* BRIEF
Please repeat all of the records, keeping every word unchanged.
━━━
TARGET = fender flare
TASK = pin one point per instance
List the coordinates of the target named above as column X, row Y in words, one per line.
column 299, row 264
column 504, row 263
━━━
* ANSWER FOR THIS EXERCISE
TARGET = fender flare
TASK = pin one point per instance
List the coordinates of the target named above as column X, row Y in words, one per line.
column 299, row 264
column 504, row 263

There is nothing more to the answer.